## Work to be completed
Copy out these lines word for word, beginning with the line containing "Tag every instance of the man in white" and continuing through the line containing "x=489 y=719", both ends included.

Photo-based point labeling records
(begin)
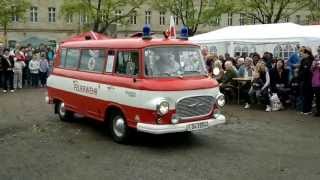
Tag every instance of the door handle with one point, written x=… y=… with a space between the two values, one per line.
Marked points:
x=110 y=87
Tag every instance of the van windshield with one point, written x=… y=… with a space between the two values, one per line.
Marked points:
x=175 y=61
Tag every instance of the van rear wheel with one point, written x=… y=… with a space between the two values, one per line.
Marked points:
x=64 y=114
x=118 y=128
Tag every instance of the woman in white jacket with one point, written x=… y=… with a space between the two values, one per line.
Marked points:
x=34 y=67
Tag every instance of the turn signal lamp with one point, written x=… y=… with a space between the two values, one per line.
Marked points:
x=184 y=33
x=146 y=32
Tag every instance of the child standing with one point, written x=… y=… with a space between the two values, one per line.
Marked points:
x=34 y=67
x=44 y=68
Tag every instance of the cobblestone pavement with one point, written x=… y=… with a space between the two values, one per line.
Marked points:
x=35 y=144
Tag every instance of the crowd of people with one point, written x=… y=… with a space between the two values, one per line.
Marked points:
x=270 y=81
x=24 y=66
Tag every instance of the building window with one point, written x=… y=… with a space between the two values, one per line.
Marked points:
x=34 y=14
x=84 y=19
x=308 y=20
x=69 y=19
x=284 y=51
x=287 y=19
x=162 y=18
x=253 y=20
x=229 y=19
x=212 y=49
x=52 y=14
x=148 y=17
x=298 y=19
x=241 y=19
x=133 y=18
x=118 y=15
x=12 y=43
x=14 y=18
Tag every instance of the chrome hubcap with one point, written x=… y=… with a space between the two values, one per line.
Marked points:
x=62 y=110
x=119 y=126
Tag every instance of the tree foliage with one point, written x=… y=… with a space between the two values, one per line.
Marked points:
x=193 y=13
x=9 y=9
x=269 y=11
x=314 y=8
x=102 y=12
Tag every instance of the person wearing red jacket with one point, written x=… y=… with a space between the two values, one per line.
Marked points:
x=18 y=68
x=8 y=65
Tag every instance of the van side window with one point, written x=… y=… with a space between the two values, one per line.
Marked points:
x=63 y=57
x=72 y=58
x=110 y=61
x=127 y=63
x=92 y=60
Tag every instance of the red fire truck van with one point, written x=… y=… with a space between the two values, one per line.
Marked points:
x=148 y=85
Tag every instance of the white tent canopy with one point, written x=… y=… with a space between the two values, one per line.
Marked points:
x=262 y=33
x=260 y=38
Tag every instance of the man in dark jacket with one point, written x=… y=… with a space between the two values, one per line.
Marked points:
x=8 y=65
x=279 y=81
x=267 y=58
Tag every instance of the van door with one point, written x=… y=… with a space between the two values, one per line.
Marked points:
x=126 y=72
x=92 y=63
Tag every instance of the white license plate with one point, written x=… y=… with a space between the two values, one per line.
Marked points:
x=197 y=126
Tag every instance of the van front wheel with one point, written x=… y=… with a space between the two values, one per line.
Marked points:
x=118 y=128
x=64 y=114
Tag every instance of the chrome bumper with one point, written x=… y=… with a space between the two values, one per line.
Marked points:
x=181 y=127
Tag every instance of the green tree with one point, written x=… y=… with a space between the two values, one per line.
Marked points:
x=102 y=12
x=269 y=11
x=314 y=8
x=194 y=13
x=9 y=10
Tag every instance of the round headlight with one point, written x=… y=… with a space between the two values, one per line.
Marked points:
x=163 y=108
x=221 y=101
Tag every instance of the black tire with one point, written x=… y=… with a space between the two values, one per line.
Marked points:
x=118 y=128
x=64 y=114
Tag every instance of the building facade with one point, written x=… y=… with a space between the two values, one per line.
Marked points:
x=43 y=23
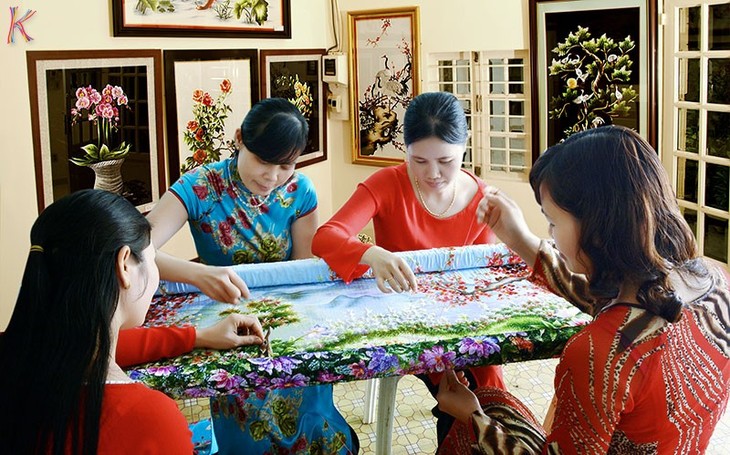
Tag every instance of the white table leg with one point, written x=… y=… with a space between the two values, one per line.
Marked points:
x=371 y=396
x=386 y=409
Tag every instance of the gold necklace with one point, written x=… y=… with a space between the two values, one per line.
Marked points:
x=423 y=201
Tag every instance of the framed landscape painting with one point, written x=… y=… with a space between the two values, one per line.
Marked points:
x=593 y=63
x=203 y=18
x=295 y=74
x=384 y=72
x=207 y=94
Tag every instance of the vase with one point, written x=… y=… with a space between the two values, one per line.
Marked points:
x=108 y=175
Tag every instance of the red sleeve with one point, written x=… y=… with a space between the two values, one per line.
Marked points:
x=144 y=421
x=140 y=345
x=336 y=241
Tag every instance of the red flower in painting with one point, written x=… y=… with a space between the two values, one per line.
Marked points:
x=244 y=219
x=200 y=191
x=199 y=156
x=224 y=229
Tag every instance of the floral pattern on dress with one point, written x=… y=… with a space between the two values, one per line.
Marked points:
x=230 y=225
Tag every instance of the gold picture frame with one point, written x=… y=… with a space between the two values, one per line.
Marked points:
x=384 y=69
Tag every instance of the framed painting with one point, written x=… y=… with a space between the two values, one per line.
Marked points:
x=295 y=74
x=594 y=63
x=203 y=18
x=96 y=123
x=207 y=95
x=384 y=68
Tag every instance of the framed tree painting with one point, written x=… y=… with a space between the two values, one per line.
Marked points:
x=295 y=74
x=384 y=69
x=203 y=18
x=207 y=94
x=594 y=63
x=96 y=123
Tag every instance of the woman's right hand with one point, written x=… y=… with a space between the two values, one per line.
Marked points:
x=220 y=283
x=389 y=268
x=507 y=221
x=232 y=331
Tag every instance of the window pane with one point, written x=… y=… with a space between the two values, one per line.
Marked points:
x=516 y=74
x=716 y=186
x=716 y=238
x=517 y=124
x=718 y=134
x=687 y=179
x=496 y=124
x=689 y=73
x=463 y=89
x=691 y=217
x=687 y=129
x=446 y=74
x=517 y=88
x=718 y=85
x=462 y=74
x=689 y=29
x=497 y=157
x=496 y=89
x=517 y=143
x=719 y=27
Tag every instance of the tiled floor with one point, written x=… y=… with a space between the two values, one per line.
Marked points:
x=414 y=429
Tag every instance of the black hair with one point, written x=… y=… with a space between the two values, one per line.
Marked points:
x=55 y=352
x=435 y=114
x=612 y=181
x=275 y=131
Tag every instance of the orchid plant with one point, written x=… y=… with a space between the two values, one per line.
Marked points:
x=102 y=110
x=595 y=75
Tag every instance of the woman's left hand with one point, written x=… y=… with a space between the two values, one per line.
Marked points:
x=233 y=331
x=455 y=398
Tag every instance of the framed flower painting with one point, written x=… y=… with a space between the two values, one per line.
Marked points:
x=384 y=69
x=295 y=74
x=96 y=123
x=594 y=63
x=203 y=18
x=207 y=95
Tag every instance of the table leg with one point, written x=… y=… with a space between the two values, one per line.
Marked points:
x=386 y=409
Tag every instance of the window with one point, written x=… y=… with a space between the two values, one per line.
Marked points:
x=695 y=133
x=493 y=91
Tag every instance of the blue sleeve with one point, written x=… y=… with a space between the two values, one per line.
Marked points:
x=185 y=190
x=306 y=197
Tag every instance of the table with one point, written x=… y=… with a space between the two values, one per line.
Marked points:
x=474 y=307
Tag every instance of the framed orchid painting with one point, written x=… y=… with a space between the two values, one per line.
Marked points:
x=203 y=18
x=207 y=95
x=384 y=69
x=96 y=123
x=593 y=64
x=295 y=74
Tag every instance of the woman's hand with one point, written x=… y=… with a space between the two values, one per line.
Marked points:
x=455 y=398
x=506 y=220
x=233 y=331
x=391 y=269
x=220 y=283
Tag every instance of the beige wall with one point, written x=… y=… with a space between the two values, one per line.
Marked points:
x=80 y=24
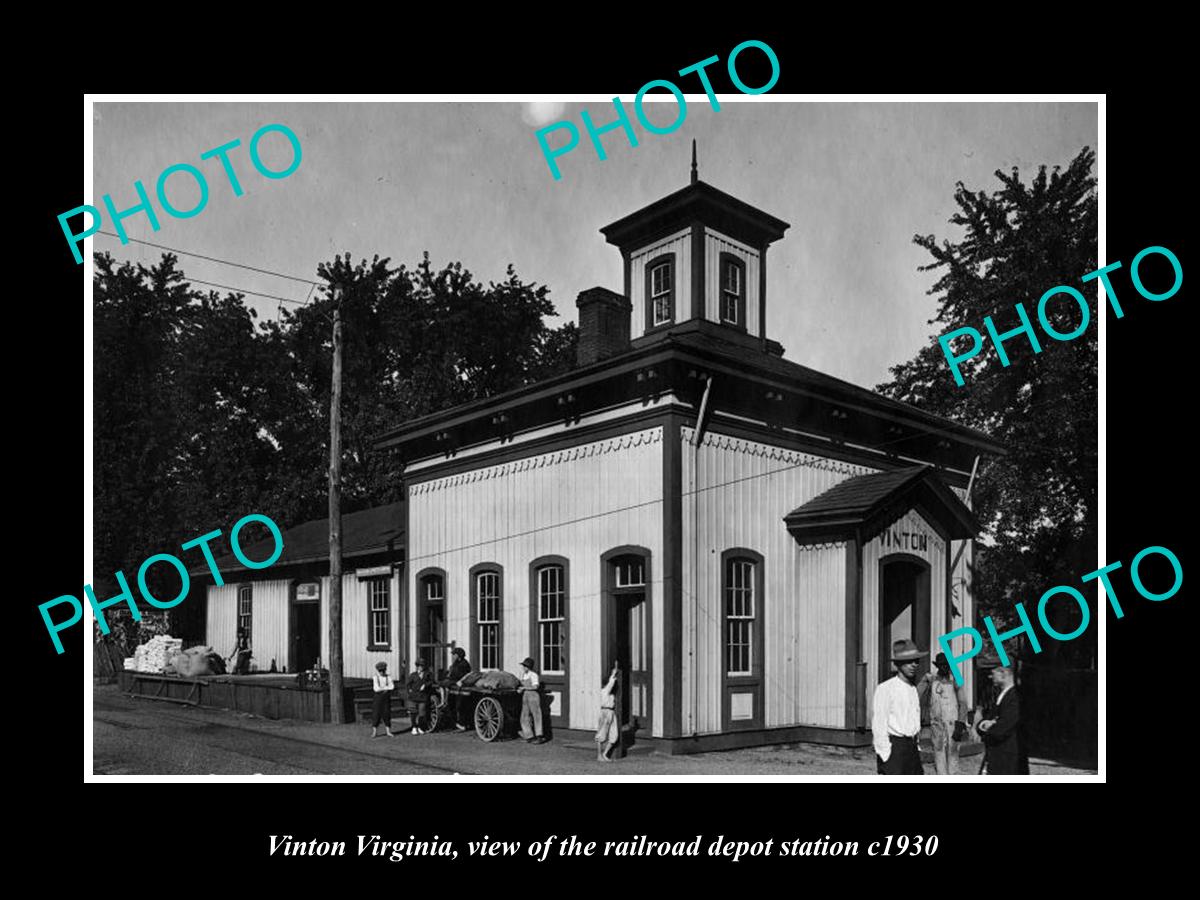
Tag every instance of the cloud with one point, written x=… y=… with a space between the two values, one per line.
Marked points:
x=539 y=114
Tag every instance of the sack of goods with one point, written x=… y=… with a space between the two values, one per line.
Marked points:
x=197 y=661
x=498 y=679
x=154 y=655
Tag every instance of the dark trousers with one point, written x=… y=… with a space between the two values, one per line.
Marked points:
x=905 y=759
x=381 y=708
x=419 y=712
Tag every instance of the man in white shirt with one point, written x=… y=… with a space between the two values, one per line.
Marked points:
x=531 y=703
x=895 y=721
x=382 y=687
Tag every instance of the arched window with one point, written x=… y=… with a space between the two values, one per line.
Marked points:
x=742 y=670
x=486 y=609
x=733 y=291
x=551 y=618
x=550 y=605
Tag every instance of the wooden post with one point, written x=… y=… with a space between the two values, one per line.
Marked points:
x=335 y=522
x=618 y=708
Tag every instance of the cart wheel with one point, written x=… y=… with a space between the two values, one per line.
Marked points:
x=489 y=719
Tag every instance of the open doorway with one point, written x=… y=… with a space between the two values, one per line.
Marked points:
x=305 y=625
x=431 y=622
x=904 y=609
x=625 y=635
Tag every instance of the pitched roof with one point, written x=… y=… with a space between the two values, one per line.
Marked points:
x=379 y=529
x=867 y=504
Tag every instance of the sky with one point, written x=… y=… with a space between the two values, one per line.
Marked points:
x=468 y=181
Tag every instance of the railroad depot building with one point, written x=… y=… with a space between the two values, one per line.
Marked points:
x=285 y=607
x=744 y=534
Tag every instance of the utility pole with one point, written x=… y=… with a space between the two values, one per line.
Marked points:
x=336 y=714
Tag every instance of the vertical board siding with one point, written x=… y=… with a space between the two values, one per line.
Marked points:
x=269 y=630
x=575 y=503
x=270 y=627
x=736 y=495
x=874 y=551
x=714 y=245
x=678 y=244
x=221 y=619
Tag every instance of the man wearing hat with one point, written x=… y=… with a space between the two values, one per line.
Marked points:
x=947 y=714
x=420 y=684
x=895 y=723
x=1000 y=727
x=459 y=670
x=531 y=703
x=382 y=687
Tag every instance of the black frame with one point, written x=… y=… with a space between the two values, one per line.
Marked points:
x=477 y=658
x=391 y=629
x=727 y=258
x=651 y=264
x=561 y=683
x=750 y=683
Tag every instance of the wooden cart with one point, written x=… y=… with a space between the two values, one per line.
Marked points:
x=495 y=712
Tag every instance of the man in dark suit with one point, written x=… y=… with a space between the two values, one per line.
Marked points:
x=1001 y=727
(end)
## Task result
Tag every instance of the man in white shirt with one point, written x=… y=… with a space between the two values, one per line.
Marked points:
x=531 y=703
x=895 y=721
x=382 y=687
Tag every instance of the arched window with one point, written x=… y=… with a space between the two values, one per line.
Marked points:
x=742 y=670
x=486 y=609
x=733 y=291
x=551 y=618
x=550 y=605
Tag every instance of the wooden post with one point, written x=… y=… with a space between the two values, one per line.
Marked points:
x=335 y=522
x=618 y=708
Tag every instance of the cart wheel with one point, written x=… y=… with a space between the two values, one per line.
Marked points:
x=489 y=719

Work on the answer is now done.